Saved entries:

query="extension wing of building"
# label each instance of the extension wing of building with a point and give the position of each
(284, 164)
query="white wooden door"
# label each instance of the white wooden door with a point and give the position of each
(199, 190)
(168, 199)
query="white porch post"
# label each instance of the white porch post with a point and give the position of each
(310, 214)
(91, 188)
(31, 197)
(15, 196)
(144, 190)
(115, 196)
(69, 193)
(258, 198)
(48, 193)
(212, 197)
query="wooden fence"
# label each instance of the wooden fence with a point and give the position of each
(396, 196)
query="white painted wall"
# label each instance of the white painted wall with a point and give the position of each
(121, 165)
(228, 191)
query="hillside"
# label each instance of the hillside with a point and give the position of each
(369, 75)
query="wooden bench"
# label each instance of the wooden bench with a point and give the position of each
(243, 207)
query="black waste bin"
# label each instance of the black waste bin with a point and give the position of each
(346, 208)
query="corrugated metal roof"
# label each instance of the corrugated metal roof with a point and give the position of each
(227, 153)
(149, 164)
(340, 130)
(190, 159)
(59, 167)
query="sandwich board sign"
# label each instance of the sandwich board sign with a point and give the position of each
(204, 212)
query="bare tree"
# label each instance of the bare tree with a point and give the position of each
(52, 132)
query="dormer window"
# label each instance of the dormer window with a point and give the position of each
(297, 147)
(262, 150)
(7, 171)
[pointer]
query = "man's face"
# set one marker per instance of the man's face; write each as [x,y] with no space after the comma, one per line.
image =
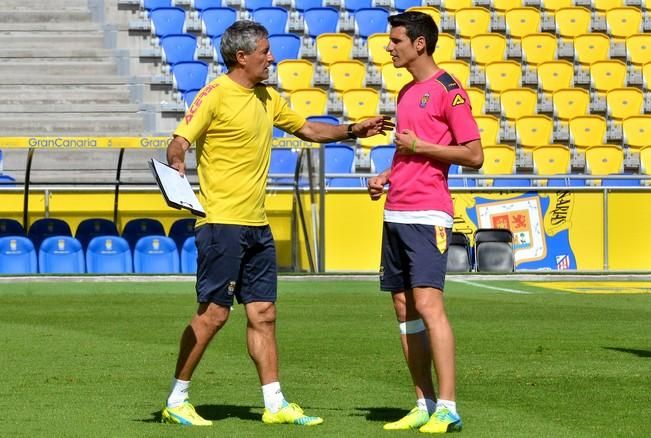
[258,61]
[401,48]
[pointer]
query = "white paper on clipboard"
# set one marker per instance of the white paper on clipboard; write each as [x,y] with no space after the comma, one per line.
[176,188]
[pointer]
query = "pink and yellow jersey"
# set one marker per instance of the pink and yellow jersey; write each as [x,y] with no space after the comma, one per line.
[232,128]
[437,111]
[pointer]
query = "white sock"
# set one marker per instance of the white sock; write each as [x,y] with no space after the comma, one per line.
[273,397]
[449,404]
[426,404]
[179,393]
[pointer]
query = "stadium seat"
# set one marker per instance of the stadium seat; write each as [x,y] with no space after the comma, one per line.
[61,255]
[137,228]
[177,48]
[333,47]
[285,46]
[214,21]
[189,75]
[494,250]
[93,227]
[458,253]
[189,256]
[181,229]
[360,103]
[156,255]
[11,227]
[108,255]
[309,101]
[381,157]
[17,255]
[274,19]
[43,228]
[294,74]
[167,21]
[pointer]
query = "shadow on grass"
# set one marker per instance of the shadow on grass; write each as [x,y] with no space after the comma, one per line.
[215,413]
[383,415]
[639,353]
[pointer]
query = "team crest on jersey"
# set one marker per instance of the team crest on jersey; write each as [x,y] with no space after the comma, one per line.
[458,100]
[424,100]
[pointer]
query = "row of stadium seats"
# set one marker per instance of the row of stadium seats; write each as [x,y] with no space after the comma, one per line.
[104,255]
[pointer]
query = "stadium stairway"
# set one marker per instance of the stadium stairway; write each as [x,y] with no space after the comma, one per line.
[62,74]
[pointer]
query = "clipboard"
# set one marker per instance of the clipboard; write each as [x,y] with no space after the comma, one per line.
[175,188]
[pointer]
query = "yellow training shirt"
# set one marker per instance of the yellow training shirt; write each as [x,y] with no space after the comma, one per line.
[232,127]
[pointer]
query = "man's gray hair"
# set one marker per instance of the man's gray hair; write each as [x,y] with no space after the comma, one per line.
[241,35]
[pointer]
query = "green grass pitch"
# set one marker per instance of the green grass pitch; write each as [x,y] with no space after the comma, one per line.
[95,359]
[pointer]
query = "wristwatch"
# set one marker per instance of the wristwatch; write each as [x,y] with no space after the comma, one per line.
[351,134]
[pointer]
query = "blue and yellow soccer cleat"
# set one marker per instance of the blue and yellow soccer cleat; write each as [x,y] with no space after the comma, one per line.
[183,414]
[413,420]
[290,413]
[442,421]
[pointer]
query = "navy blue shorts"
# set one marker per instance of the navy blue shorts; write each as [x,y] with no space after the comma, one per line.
[235,261]
[413,255]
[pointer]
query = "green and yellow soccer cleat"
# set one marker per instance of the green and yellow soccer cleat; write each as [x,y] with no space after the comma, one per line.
[413,420]
[442,421]
[183,414]
[290,413]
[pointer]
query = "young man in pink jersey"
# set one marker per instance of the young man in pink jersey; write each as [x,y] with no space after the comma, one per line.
[435,128]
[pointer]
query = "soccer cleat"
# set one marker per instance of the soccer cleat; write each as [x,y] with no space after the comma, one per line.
[290,413]
[183,414]
[413,420]
[442,421]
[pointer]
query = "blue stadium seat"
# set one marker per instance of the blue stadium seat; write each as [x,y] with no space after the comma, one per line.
[108,255]
[178,48]
[189,256]
[214,21]
[61,255]
[11,227]
[320,20]
[273,19]
[371,20]
[137,228]
[381,157]
[190,75]
[89,228]
[156,255]
[43,228]
[167,21]
[17,255]
[285,46]
[181,229]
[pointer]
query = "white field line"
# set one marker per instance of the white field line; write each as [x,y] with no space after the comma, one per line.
[485,286]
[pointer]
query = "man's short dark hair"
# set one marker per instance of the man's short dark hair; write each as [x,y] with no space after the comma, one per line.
[417,24]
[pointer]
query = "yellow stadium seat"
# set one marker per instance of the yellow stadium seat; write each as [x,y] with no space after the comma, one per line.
[516,103]
[446,47]
[359,103]
[459,69]
[533,131]
[333,47]
[636,131]
[477,100]
[393,79]
[586,131]
[604,159]
[309,101]
[551,159]
[489,129]
[345,75]
[485,48]
[294,74]
[377,49]
[623,22]
[432,12]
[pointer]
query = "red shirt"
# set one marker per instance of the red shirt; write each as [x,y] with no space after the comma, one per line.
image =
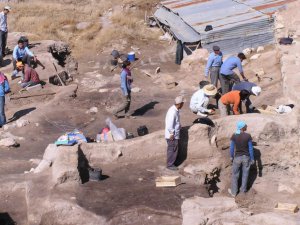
[30,75]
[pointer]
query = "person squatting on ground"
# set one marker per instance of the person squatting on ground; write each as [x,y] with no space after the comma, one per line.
[253,90]
[126,81]
[242,157]
[200,100]
[232,98]
[172,131]
[22,53]
[4,89]
[213,65]
[227,75]
[31,77]
[3,30]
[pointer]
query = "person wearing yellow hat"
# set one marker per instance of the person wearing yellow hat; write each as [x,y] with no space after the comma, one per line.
[200,100]
[22,53]
[3,30]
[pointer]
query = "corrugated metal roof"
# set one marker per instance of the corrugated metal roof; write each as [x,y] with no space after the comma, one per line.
[181,30]
[247,21]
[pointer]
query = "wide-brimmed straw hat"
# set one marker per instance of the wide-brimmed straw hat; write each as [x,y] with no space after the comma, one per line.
[210,90]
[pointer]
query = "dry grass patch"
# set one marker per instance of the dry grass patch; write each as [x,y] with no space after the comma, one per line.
[57,20]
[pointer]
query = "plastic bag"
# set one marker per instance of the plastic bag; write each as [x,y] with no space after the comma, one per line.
[117,133]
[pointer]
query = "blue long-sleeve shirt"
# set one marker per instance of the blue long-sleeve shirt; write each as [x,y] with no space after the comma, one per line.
[213,61]
[243,145]
[230,64]
[19,53]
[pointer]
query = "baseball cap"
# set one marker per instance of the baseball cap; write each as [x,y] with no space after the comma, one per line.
[19,64]
[7,8]
[179,99]
[216,48]
[256,90]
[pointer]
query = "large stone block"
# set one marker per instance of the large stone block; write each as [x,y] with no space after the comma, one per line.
[65,166]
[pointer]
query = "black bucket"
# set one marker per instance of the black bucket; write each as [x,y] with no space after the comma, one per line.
[95,174]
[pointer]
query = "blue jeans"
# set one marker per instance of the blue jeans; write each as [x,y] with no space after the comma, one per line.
[2,112]
[238,162]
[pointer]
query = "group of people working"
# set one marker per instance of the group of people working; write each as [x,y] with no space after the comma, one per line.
[23,61]
[233,92]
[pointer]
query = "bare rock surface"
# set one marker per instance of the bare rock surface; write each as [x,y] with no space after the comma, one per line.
[65,166]
[199,211]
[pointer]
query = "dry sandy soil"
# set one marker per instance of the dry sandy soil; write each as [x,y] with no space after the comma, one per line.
[128,194]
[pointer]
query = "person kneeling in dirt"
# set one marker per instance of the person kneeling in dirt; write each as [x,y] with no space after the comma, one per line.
[4,89]
[243,157]
[232,98]
[172,132]
[31,77]
[126,81]
[200,100]
[22,53]
[253,90]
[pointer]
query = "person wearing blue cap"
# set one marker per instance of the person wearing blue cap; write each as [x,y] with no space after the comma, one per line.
[241,155]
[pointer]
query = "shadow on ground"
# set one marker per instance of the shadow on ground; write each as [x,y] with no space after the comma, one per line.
[20,114]
[183,145]
[5,219]
[141,111]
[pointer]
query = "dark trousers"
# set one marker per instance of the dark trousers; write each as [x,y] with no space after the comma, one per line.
[227,82]
[3,40]
[172,151]
[214,75]
[125,106]
[2,112]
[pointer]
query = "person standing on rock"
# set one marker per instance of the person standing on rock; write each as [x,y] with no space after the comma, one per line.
[200,100]
[30,78]
[228,76]
[126,81]
[22,53]
[213,65]
[242,156]
[232,98]
[4,89]
[3,30]
[253,90]
[172,131]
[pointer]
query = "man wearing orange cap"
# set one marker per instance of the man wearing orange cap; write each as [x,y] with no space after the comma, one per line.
[31,77]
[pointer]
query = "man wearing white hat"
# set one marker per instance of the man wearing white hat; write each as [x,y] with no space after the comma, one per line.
[172,131]
[3,30]
[200,100]
[253,90]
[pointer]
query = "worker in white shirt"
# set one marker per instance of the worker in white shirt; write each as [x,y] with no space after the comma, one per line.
[172,131]
[200,100]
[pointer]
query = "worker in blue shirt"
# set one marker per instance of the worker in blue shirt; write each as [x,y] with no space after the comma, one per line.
[213,65]
[126,81]
[228,76]
[242,157]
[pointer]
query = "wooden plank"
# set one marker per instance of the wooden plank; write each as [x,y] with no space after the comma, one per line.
[14,97]
[168,181]
[287,207]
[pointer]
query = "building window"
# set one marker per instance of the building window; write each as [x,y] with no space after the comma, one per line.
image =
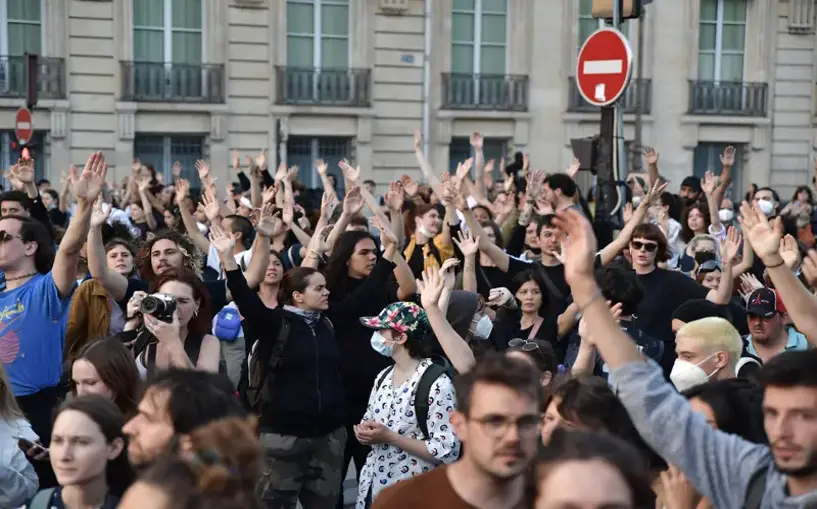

TASK ITEM:
Leave out every picture and copy verbatim the lines running from the line containing "# set one marker per instance of the man wearing white" through the final line of the data.

RESULT:
# set one marker per instance of the man wearing white hat; write each as [x,y] with no space after the comma, one per line.
[172,131]
[3,30]
[200,100]
[253,90]
[pointer]
query = "worker in white shirt"
# set one marker per instance of the worker in white shirt; write each as [x,y] with no space after the comma, one per line.
[172,131]
[200,100]
[pointer]
query = "worker in blue shirt"
# set one marker per instance of the worker in blue shirt; write each as [x,y] with no space after the comma, one per line.
[213,65]
[126,81]
[228,76]
[242,157]
[pointer]
query = "wooden plank"
# set one marker per instance of the wooden plank; write each as [x,y] with no space after the comma, one per line.
[14,97]
[168,181]
[287,207]
[pointer]
query = "building window"
# set one marker per instance of the building window; write each as [x,y] with no space after the comma, one per line.
image =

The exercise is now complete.